==== Given entries ====

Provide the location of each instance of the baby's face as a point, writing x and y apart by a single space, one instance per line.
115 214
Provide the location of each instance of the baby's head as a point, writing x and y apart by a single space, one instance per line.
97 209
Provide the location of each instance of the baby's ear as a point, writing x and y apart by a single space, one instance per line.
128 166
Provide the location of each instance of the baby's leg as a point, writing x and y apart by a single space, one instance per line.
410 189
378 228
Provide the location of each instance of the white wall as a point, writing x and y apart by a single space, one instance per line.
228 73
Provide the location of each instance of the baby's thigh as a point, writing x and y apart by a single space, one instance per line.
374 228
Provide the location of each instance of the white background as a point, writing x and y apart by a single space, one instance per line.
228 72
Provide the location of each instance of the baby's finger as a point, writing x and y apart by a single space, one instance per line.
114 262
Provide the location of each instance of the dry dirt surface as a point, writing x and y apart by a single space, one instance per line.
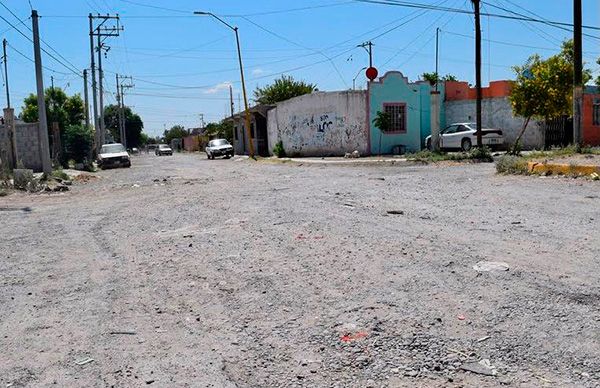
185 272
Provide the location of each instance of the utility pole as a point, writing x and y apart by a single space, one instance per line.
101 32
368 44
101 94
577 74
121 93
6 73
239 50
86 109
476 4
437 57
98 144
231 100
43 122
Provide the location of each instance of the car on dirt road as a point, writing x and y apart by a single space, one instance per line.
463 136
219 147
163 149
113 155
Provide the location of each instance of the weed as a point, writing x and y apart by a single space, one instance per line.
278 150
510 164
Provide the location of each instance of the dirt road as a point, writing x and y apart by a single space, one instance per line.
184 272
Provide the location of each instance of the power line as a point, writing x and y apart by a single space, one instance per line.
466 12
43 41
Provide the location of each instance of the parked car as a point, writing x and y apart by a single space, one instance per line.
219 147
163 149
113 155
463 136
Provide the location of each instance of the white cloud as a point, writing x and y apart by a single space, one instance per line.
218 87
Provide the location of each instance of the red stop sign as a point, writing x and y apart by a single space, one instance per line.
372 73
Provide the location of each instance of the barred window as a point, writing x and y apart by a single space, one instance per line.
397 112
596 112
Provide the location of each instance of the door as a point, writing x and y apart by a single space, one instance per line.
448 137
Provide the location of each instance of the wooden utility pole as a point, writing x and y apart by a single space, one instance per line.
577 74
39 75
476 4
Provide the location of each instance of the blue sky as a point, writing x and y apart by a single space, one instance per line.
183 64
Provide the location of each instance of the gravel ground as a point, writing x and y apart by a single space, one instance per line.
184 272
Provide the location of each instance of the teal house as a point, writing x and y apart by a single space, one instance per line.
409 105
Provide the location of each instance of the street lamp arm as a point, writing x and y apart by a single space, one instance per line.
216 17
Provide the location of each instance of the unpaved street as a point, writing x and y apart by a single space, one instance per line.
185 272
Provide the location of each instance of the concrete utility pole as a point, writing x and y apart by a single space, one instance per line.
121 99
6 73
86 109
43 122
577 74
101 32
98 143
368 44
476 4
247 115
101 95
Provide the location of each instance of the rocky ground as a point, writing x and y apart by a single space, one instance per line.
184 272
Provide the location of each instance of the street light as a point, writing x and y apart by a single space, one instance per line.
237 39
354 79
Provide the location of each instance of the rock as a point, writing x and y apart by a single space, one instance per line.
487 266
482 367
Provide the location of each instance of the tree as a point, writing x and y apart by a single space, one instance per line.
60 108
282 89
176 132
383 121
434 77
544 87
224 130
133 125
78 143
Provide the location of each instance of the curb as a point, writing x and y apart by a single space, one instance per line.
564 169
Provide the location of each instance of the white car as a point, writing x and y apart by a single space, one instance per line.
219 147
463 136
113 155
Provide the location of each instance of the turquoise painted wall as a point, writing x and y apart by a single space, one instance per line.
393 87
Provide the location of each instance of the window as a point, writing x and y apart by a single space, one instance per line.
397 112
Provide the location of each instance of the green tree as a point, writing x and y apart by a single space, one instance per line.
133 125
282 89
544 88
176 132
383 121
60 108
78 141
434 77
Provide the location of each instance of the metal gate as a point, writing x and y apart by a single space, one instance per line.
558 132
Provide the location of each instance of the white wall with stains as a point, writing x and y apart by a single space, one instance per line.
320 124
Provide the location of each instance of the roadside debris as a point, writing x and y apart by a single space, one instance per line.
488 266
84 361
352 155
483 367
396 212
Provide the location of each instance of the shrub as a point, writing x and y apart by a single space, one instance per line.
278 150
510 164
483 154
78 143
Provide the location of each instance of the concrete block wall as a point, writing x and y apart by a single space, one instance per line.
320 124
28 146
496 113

====
==== Given entries ====

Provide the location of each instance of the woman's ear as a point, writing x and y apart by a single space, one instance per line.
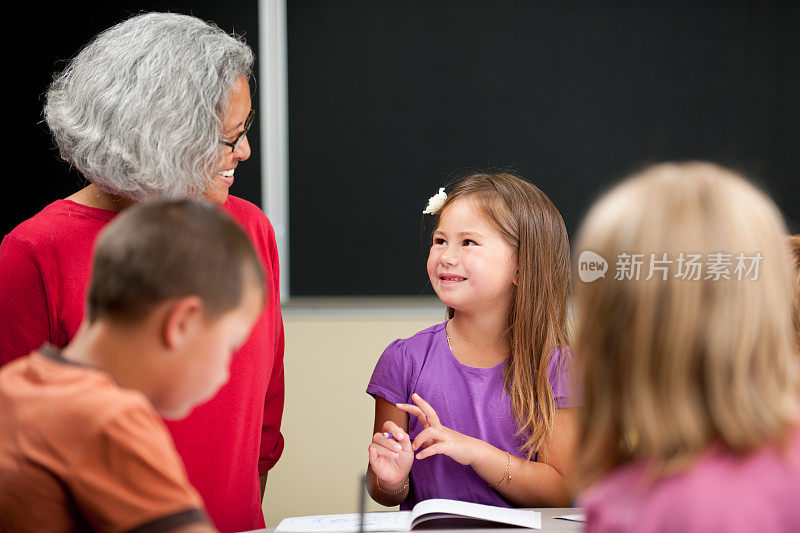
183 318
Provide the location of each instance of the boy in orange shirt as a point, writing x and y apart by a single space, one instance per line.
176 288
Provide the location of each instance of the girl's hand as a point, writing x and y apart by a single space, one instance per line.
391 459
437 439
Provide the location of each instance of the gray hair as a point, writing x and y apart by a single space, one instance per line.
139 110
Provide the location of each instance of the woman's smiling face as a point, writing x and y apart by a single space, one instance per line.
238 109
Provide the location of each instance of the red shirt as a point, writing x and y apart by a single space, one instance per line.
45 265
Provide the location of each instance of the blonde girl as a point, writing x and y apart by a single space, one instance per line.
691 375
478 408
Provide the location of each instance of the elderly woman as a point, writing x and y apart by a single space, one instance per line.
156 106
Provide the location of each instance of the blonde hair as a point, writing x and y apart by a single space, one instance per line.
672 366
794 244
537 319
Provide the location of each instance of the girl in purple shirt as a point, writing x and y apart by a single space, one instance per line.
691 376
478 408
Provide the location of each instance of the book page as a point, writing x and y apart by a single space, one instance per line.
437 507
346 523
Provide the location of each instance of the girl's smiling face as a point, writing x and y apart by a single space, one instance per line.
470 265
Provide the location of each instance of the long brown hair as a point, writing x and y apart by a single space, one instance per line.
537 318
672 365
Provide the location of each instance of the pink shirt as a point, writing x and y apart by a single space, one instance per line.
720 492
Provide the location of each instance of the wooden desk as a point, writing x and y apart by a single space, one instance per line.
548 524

====

Copy every line of the entries above that contains the word "woman". Case counts.

Provide the location of each instance of the woman's ear as a point, writing x and y apart by a single space, one instance per line.
Provide the location of each instance of the woman's smiling face as a point, writing x and y apart by a single space, one instance per line.
Provide the location of each instance of the elderly woman as a point, writing x and y apart by a single space, one instance per line.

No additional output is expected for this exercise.